*Tarefa a realizar*: Transcreva o trecho do excerto sobre a UE que começa em "UE, um modelo" e termina em "da economia mundial.", passando a designar "comércio livre" como "livre-câmbio".

*Excerto selecionado*:
UE, um modelo de capitalismo dependente
por Daniel Vaz de Carvalho
[*]
Quando Marx nota que "o comércio livre é a forma de uns
países enriquecerem à custa de outros" ele sublinha que o
comércio livre é o meio de que se serve o capital para destruir
os entraves nacionais e constituir-se ao nível da economia mundial.
[1]
1
Podemos imaginar que os historiadores no futuro se interrogarão
verdadeiramente espantados como foi possível tanta irracionalidade,
tanta insanidade na gestão das economias. É certo que "os
poderosos têm sempre admiradores imbecis que se esforçam por se
lhes assemelhar pelos lados maus".
[2]
O imperialismo, os países dominantes, também vivem disto
A anunciada e mais que prevista crise foi sempre negada pela troika nacional
até ao limite quando se tratou de impor a austeridade, culpabilizando as
vítimas da mesma. Devido às políticas da UE, Portugal
encontrava-se fragilizado, com um aparelho produtivo depauperado pelas
importações e privatizações. Entre 2000 e 2011 os
défices da BC acumulados atingiram um total de 194 100 M, uma
média anual de 16 200 M. Desde a entrada para o euro em 2000, os
défices do Estado acumulados atingiram 118 200 M, Estado pagou de
juros 69 500 M, porém a dívida pública passou de 61
500 para mais de 221 000 M.
Mais de metade do aumento da dívida correspondeu a pagamento de juros:
54% entre 2000 e 2009. A partir daqui a dívida disparou: com a
"ajuda" da troika passou de 94% do PIB em 2010 para 134% e o
défice, em termos reais, pode atingir este ano 10% do PIB!

*Registos*:
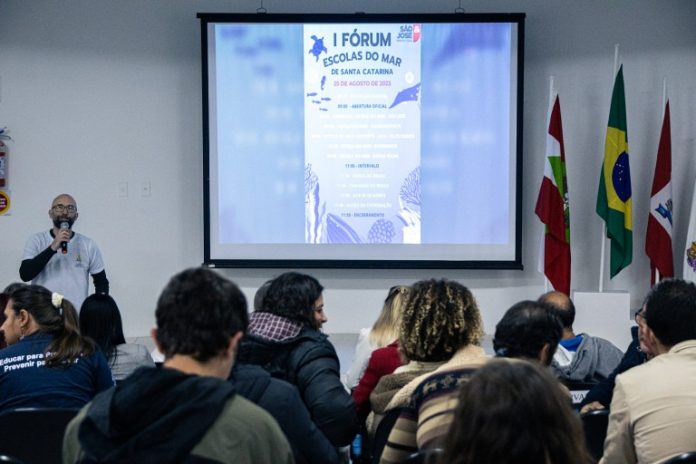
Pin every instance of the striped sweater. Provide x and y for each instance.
(425, 421)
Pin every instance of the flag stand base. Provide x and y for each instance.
(606, 315)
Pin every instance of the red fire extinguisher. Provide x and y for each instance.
(3, 165)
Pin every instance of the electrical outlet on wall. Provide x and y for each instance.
(123, 189)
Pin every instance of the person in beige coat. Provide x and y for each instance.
(653, 411)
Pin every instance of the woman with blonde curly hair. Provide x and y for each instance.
(380, 349)
(441, 329)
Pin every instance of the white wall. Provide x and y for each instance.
(97, 93)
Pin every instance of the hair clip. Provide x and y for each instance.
(57, 300)
(501, 352)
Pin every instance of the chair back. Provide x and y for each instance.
(595, 423)
(684, 458)
(424, 457)
(5, 459)
(34, 435)
(379, 441)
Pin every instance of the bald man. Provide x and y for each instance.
(581, 357)
(61, 259)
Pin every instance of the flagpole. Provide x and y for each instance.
(604, 225)
(664, 106)
(551, 93)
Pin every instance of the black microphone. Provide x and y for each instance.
(65, 225)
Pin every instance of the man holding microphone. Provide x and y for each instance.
(61, 259)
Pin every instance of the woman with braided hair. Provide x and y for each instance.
(47, 363)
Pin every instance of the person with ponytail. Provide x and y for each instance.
(47, 363)
(100, 320)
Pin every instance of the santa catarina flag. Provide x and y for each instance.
(658, 239)
(552, 206)
(689, 271)
(614, 203)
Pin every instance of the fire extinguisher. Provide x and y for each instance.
(3, 165)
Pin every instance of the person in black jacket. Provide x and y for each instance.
(283, 402)
(600, 395)
(284, 339)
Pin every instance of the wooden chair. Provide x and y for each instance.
(424, 457)
(684, 458)
(595, 423)
(34, 435)
(379, 441)
(5, 459)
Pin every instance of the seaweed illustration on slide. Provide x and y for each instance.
(338, 231)
(408, 94)
(314, 209)
(410, 206)
(382, 231)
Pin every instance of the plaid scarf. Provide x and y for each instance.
(272, 327)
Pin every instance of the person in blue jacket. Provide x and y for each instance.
(47, 363)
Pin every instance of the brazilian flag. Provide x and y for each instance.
(614, 203)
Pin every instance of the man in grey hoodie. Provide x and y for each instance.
(581, 357)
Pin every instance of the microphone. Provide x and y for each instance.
(65, 225)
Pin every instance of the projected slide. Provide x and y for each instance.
(362, 134)
(361, 140)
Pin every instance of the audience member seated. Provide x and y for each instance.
(385, 359)
(384, 331)
(653, 412)
(185, 411)
(100, 320)
(582, 357)
(599, 396)
(449, 318)
(529, 330)
(514, 411)
(283, 402)
(47, 363)
(284, 340)
(3, 302)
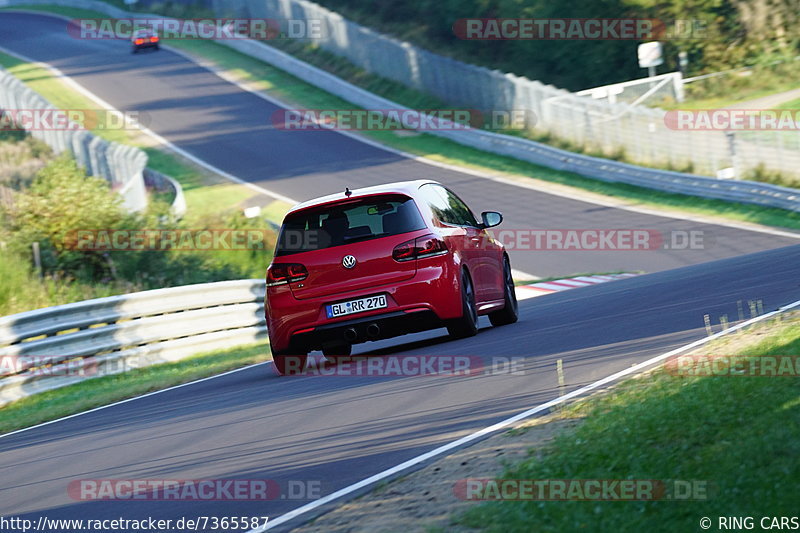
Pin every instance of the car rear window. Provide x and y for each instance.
(343, 223)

*Solução do problema*:
UE, um modelo de capitalismo dependente
por Daniel Vaz de Carvalho
[*]
Quando Marx nota que "o livre-câmbio é a forma de uns
países enriquecerem à custa de outros" ele sublinha que o
livre-câmbio é o meio de que se serve o capital para destruir
os entraves nacionais e constituir-se ao nível da economia mundial.